● Aim of the task
Extract the lines of the material from the one containing "Target: crowd of marching people" to the end, including that line and the last one, and copy them word for word.

— START OF Input —

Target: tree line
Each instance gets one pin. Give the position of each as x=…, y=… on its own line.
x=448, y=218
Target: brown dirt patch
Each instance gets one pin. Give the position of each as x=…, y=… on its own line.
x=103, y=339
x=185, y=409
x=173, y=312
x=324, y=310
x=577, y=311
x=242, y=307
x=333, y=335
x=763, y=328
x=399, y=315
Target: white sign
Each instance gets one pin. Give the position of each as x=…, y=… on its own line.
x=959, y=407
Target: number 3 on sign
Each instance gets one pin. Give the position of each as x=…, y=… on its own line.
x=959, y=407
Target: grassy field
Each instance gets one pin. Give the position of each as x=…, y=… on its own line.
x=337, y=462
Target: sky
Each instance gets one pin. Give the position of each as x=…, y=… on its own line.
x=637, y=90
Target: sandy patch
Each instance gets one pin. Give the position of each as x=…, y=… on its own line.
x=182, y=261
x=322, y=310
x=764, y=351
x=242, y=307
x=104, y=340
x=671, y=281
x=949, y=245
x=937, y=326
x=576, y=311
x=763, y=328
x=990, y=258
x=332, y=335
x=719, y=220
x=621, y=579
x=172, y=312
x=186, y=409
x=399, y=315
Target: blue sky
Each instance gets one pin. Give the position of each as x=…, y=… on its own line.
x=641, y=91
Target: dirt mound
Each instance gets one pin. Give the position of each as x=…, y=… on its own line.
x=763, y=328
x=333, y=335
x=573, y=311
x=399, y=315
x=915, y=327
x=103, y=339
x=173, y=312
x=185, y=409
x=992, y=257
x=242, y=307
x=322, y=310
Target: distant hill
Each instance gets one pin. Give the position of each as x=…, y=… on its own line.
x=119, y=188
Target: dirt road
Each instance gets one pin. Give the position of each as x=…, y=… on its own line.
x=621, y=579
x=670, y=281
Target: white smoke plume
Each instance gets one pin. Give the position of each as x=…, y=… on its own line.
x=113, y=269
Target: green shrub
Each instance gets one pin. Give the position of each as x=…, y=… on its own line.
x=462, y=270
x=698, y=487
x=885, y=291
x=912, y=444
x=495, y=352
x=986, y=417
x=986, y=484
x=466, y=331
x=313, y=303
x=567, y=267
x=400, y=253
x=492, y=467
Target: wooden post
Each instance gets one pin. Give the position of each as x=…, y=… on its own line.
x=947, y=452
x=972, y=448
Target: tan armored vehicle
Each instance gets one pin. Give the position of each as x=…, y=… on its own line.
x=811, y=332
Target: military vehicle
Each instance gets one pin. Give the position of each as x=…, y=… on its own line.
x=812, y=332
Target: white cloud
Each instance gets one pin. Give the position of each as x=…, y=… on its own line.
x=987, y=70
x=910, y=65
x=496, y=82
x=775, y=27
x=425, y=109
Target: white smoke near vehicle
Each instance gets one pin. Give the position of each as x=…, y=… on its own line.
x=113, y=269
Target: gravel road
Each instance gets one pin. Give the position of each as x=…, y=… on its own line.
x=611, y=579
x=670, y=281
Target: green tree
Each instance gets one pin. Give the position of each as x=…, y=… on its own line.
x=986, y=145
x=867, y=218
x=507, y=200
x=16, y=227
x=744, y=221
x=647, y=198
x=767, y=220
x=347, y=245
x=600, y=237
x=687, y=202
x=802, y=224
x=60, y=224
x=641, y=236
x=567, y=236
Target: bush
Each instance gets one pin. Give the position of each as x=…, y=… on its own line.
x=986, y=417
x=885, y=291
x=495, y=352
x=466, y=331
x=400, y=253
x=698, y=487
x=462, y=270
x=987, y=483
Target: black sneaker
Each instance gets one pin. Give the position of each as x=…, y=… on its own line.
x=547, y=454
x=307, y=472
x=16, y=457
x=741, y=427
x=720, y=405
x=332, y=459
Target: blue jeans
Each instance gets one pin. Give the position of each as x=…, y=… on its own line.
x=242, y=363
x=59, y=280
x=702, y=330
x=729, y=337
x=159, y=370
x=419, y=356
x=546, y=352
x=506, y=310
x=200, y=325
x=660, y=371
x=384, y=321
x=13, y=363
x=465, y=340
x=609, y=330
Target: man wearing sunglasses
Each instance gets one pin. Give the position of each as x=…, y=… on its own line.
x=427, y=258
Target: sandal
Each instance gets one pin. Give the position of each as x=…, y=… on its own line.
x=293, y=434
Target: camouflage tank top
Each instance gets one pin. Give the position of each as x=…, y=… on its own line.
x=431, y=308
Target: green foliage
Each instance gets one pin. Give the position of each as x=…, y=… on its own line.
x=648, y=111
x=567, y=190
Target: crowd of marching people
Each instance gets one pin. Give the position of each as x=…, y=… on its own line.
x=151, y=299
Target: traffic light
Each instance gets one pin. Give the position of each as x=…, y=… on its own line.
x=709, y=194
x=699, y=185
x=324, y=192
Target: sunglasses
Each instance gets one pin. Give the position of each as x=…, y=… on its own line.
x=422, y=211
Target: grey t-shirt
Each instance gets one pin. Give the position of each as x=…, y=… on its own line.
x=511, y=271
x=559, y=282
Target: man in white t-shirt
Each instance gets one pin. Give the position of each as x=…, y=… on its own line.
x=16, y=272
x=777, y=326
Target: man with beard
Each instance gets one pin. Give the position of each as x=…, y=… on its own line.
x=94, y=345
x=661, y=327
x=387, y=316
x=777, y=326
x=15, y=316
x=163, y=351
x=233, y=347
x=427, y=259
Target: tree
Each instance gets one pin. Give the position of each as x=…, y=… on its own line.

— END OF Input —

● Response below
Target: crowd of marching people
Each instance gets one pin. Give the position of each as x=…, y=… on its own line.
x=151, y=299
Target: traffic light
Each instance gets one pin. Give the position of each as x=…, y=… on its own line.
x=709, y=194
x=699, y=185
x=324, y=192
Target: sunglasses
Each instance gets one pin. Give the position of each as x=…, y=… on its own line.
x=422, y=211
Target: grey t-shirt
Each instance gets one pin. Give the position of each as x=…, y=… on its own line.
x=511, y=271
x=559, y=282
Target: man in white t-shirt
Each instance gets one pin. Give the position of each as x=…, y=… on its own line.
x=16, y=272
x=777, y=326
Target: man with beard
Each instance gets one pin. Give the position of each as x=…, y=… on its own line.
x=94, y=345
x=661, y=327
x=387, y=316
x=777, y=326
x=15, y=316
x=163, y=351
x=233, y=347
x=427, y=259
Target: tree
Each instance gets one pin. Give the position of each as x=…, y=… on its own line.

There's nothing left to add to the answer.